ACTIVITY:
Retype the listing below exactly, beginning at the line that contains "# label each instance of the van rear door" and ending with its last line.

━━━━━━━━━━

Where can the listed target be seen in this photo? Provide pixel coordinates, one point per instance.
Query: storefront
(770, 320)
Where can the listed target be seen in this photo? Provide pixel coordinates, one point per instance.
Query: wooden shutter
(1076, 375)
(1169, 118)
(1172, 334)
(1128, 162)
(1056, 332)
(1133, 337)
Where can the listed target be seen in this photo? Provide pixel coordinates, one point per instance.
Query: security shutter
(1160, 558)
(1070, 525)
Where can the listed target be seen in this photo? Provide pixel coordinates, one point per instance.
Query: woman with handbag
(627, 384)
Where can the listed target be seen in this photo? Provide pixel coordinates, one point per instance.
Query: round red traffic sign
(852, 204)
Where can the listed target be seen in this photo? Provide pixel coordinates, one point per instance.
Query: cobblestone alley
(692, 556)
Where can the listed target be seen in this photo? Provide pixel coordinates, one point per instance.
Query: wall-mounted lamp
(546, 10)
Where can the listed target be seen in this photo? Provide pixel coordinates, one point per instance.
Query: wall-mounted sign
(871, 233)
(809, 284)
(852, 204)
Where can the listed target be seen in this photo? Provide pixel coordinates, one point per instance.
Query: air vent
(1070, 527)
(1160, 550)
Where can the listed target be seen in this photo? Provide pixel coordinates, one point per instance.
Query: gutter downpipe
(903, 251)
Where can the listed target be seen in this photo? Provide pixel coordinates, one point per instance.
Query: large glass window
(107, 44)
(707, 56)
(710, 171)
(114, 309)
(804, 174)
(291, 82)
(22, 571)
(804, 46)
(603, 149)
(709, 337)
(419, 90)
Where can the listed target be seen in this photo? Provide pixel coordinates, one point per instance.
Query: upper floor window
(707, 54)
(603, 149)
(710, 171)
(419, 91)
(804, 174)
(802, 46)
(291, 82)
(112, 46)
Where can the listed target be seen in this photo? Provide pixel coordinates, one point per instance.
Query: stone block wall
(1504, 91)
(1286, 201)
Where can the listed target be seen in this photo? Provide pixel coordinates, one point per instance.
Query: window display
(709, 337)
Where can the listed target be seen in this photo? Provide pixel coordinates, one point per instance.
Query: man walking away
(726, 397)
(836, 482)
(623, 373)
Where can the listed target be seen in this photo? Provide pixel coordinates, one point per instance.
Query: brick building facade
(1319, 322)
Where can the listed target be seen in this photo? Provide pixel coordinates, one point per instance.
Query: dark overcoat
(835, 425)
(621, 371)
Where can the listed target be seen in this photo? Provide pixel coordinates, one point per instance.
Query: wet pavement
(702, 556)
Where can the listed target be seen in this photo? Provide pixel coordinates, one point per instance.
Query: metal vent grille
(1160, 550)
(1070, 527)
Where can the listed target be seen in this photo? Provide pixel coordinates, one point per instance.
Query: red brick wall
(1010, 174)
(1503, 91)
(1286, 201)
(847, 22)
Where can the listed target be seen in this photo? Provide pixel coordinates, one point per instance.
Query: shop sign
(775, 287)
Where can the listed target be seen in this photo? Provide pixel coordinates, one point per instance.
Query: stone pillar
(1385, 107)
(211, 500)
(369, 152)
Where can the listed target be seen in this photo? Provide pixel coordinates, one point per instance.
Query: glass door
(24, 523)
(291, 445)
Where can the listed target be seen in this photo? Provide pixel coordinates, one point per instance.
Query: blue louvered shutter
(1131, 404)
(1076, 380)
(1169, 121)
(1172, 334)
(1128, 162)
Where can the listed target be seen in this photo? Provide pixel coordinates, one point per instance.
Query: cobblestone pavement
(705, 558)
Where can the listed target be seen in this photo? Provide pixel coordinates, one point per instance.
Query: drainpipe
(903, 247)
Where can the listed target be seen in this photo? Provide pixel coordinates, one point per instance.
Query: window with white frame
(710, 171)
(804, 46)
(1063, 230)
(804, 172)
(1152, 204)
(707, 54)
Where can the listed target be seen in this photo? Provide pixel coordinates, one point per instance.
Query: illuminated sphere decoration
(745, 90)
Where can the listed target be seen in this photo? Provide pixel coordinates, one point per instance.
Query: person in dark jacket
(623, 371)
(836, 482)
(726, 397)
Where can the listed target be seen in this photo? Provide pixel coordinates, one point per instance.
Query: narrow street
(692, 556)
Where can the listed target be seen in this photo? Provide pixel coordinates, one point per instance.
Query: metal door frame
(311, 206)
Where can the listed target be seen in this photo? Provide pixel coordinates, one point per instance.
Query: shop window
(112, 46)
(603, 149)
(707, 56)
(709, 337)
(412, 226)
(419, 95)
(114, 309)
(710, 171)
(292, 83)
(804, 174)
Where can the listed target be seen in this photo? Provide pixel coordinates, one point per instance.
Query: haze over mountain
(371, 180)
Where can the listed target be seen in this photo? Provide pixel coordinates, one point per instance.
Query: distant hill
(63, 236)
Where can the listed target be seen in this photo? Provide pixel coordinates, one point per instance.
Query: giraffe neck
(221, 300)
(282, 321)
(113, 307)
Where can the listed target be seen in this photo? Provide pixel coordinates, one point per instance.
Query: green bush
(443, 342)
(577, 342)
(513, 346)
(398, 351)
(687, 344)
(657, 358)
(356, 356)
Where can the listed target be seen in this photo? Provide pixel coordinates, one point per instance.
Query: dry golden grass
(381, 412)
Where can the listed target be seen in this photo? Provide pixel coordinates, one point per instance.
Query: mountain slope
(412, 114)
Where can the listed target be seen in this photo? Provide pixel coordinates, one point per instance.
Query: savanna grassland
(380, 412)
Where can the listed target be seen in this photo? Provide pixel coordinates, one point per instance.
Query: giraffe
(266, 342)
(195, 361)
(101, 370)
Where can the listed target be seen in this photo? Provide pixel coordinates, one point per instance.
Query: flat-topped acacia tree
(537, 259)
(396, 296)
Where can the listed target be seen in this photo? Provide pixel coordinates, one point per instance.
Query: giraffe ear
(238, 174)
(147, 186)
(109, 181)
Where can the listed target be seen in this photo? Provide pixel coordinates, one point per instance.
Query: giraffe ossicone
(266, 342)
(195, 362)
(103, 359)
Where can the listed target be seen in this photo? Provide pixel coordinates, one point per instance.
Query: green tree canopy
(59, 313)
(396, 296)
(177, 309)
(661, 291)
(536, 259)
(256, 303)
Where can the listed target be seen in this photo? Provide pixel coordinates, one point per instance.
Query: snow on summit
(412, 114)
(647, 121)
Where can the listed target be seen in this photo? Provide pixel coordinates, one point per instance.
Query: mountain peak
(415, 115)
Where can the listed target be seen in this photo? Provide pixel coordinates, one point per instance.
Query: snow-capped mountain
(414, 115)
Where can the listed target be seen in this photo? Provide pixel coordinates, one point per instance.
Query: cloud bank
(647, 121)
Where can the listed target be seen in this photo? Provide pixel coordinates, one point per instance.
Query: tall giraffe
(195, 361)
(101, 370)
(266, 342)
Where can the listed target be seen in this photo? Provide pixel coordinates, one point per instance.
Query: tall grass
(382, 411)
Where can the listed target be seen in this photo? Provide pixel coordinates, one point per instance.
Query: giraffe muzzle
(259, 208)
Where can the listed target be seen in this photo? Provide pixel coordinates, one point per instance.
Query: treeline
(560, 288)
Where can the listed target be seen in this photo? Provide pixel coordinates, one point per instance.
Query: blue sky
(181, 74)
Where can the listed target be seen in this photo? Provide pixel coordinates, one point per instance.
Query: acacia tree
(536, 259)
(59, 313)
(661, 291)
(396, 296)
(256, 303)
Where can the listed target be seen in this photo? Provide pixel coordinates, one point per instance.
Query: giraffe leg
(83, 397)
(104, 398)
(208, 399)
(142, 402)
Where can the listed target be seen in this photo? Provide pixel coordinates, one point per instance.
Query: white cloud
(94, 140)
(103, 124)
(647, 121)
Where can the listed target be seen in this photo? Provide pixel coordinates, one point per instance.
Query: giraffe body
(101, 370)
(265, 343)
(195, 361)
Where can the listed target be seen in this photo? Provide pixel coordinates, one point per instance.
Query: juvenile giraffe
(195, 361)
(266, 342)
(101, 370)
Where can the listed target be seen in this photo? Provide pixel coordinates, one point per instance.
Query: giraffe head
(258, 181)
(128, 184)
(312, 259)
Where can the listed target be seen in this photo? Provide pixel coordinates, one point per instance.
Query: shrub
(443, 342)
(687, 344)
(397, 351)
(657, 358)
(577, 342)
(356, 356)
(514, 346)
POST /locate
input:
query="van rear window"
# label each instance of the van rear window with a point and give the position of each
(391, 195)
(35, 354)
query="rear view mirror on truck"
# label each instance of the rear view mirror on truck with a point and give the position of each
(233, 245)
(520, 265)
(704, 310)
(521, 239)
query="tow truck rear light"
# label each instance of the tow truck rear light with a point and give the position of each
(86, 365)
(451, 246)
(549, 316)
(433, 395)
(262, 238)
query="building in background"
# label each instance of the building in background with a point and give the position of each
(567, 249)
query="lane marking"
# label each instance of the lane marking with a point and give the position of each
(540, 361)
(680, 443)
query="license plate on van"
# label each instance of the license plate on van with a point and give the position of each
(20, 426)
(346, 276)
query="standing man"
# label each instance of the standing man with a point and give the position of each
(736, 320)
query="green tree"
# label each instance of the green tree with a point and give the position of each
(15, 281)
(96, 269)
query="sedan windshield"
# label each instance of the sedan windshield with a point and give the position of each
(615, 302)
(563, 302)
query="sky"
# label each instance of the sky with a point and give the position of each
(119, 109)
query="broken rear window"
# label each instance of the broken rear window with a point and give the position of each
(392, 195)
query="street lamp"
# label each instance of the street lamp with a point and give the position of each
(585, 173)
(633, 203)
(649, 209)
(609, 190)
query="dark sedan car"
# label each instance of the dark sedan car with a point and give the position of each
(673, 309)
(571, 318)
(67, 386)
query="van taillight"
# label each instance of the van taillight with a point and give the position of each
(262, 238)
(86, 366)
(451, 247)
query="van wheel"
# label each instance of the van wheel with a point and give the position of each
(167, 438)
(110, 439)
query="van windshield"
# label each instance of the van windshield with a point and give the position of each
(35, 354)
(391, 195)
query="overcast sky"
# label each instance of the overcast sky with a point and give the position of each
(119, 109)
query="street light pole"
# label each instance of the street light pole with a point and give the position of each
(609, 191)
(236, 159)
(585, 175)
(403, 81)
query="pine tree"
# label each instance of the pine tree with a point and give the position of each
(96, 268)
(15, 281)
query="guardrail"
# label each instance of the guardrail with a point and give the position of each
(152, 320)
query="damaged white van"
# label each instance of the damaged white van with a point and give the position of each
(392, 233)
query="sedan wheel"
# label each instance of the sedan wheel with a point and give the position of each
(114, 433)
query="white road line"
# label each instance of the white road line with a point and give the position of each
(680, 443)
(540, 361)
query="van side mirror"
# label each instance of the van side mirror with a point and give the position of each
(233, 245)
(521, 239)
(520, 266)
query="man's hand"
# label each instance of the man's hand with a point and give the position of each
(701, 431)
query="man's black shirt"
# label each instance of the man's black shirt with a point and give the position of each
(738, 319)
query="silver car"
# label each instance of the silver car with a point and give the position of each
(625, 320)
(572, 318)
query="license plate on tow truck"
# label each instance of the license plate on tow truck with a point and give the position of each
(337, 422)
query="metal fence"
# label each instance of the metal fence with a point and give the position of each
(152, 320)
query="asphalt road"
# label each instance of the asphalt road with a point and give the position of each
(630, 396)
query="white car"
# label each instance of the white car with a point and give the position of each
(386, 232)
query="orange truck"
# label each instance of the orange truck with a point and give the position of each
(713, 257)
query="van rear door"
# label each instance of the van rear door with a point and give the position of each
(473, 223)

━━━━━━━━━━

WRITTEN RESPONSE:
# label each instance of the van rear door with a point and give the position of each
(473, 223)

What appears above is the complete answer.